YORUM | PROF. MEHMET EFE ÇAMAN
Kapalıçarşı’da 10 Kasım 2021. Esnaf saat 9’u 5 geçe saygı duruşuna geçiyor. Alışverişe gelen insanlar da öyle. O arada müşteri olduğu anlaşılan biri yürümeye devam ediyor. Saygı duruşunda bulunan esnafın bir bölümü, yürüyen adama sözlü olarak tacizde bulunuyor. Adam onlara doğru dönüyor. Ardından bir itişme yaşanıyor. Etraftakilerin de katılımıyla saygısızlık yaptığı iddia edilen adama bir “ders” verilmek istenmekte! İnsanlar birbirlerine bağırıyorlar. Bunların tümü saygı duruşu esnasında yaşanıyor. Aradan birkaç gün geçiyor. Zafer Partisi genel başkanı Profesör Ümit Özdağ Kapalıçarşı’ya gidiyor. Olayın gerçekleştiği yerde, “saygısızlık eden” adama “haddini bildiren” esnafla birlikte bir video çekimi yapıyor. Genç adam “Türkiye Cumhuriyetini kuran Mustafa Kemal Atatürk’tür. Saygıyla anıyoruz!” diyor.
Nedense Türkiye’de elmalarla armutların birbirine karıştırılmasından ısrarla vazgeçilmiyor. Atatürk’e 10 Kasım’da saygı duruşunda bulunmak güzel bir gelenek. Fakat bunun bir zorunluluk olmasının, hatta bu geleneğe önem vermeyenlere yaptırımda bulunulmasının farklı boyutları var. Bir ülkenin kurucu liderinin ölüm yıldönümünde isteyen vatandaşların saygı duruşunda bulunmayı seçmeleri ne kadar normalse, bazı vatandaşların saygı duruşunda bulunmayı seçmemeleri de o kadar normaldir. İnsanlar birbirlerinden farklı düşünebilir, birbirlerinden farklı duygulara sahip olabilir, aynı olayı farklı açılardan görebilir, farklı sonuçlara varabilir. Atatürk gibi önemli bir tarihsel figürün devlet kurucusu ve Kurtuluş Savaşı’nın komutanı olması sıfatıyla devlet törenleriyle anılması, okullarda bu konunun 10 Kasım’larda işlenmesi, ders kitaplarında yer alması gibi yaklaşımlar ne kadar normalse, 10 Kasım’larda gönüllülük esasına bağlı saygı duruşu geleneğinin insanları zorlamaya dönüştürülmesi, saygı duruşunda bulunmayan insanların sözlü veya fiziksel tacize uğratılması o kadar anormaldir!
_ _ _
Alıştırma görevi A »
Yorum yazısına göre olaydan birkaç gün sonra Kapalıçarşı'ya kim gidiyor?
Alıştırma görevi B »
Aşağıdaki ifadeler yorum yazısıyla uyuşuyor mu? Her biri için evet ya da hayır deyin ve yazıdan belirleyici sözleri aynen alıntılayın.
(i) Olay 10 Kasım 2021'de Kapalıçarşı'da yaşanıyor.
(ii) Saygı duruşu sırasında yürümeye devam eden kişi bir esnaftır.
(iii) Yazı, bazı vatandaşların saygı duruşunda bulunmamayı seçmesini anormal sayar.
Alıştırma görevi C »
Yorum yazısında insanların birbirinden farklı olarak yapabileceği söylenen şeylerin hepsini sıralayın.

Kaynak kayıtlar
_ _ _
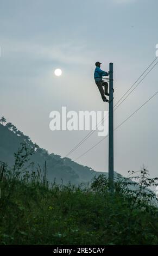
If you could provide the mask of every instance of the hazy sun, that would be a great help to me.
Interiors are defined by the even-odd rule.
[[[54,74],[55,76],[61,76],[61,75],[62,74],[62,71],[60,69],[55,69],[54,71]]]

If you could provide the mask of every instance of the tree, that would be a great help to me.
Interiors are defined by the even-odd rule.
[[[4,117],[2,117],[1,119],[0,119],[0,122],[2,123],[2,125],[3,125],[3,123],[6,123],[6,119],[4,118]]]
_ _ _
Eksiksiz yanıt A »
Zafer Partisi genel başkanı Profesör Ümit Özdağ.

Eksiksiz yanıt B »
(i) Evet: "Kapalıçarşı’da 10 Kasım 2021."
(ii) Hayır: "müşteri olduğu anlaşılan biri yürümeye devam ediyor."
(iii) Hayır: "bazı vatandaşların saygı duruşunda bulunmayı seçmemeleri de o kadar normaldir."

Eksiksiz yanıt C »
- Birbirlerinden farklı düşünebilirler.
- Birbirlerinden farklı duygulara sahip olabilirler.
- Aynı olayı farklı açılardan görebilirler.
- Farklı sonuçlara varabilirler.